▶ _Set task_
Give an exact transcription of every line, dropping the images.
* begin *
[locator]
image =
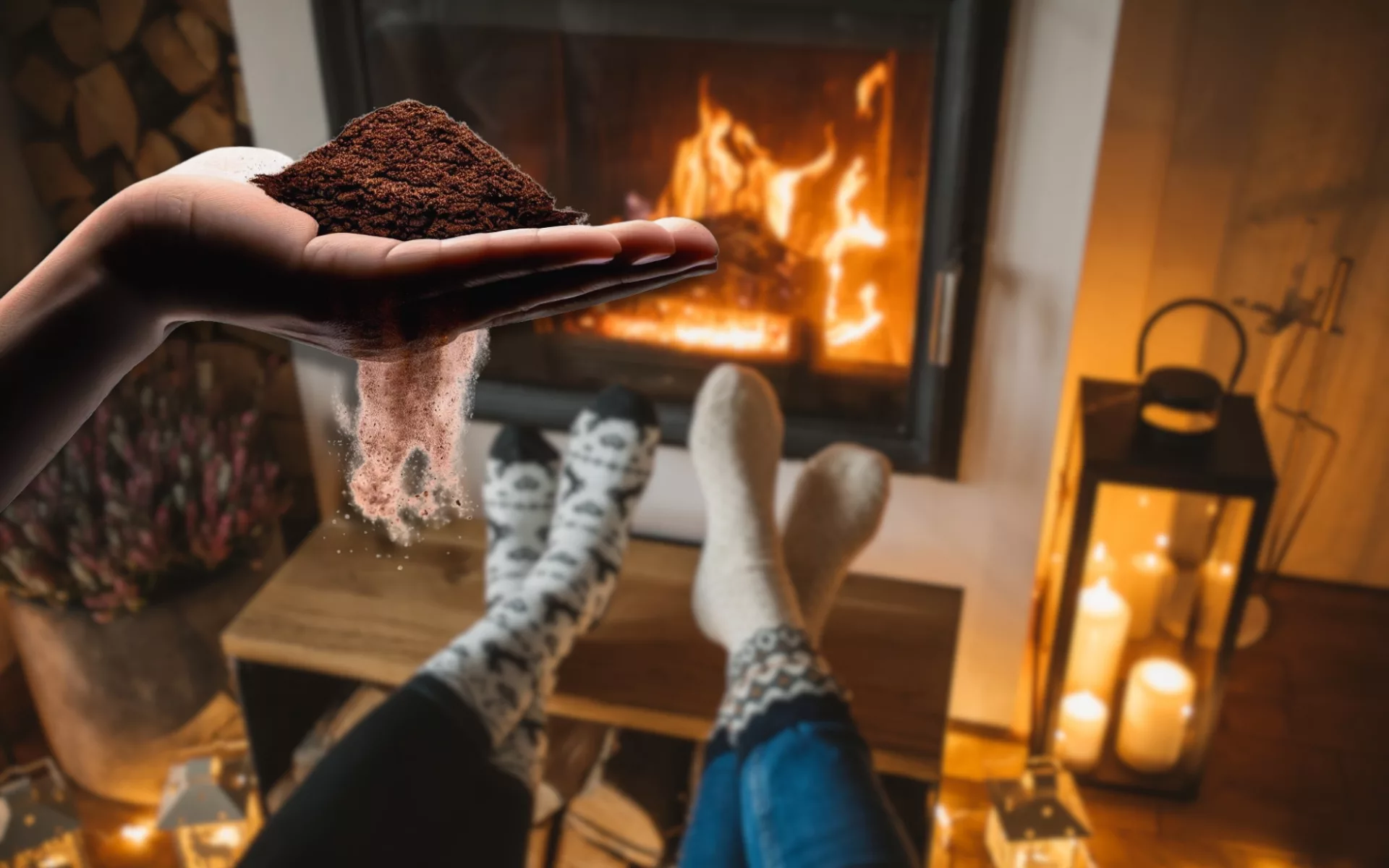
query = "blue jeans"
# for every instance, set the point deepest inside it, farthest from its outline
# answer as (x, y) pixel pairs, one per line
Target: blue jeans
(413, 785)
(804, 798)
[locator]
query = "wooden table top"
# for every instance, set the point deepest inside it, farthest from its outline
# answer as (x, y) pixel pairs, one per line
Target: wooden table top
(347, 603)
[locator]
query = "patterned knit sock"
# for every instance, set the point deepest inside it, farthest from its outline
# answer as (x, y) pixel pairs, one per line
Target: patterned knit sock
(519, 503)
(507, 660)
(735, 445)
(835, 511)
(742, 596)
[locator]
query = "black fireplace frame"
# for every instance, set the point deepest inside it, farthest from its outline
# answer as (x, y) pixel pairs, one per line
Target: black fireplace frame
(972, 48)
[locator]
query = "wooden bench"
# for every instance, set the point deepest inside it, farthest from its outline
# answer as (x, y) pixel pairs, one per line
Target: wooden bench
(350, 608)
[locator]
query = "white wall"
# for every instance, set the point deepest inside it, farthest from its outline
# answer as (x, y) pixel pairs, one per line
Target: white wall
(1242, 140)
(980, 534)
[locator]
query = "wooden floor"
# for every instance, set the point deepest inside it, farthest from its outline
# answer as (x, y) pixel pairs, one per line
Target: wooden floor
* end *
▶ _Response to this exercise_
[locator]
image =
query = "blue jeans"
# for every instance, set the point deepest inside it, farthest from its outline
# answer as (x, y) pixel pairs, one per line
Target: blue jeans
(413, 785)
(804, 798)
[locator]
query = "wooden table top"
# for every instance, set the point deepest inside it, farthest from its outline
# answer as (x, y) pixel pairs, one per line
Target: wooden table top
(347, 603)
[locator]
query = "patterned knit sock"
# for every instance, set the point deepest inside it, farthest from its outline
# answer as (x, y) pixel pairs, one per line
Target: patterned knit sock
(519, 503)
(507, 660)
(735, 445)
(835, 511)
(742, 596)
[locator]
query = "black fireplace frame"
# for every instance, set the point deepest inside it, farthest from its outline
# answer as (x, y) pixel pairs, one per line
Target: black fireplace frame
(972, 48)
[locator]
query = "wooden bench"
# for every instance, set the point deepest inside it, farthest from its outline
# answer as (x, y) pixel pairs, one per line
Target: wooden bench
(350, 608)
[locator]
query = "white wall"
# for every instance, set the point deepest inside it, farthest from its outline
# answer as (x, y) pixel pairs, one per line
Target: white wall
(1242, 140)
(980, 534)
[locator]
query = "wooden floor"
# for every instance, set the point deepest inside it, farthest from its outline
# answer as (x, y) pixel pairs, one per line
Target: wooden floor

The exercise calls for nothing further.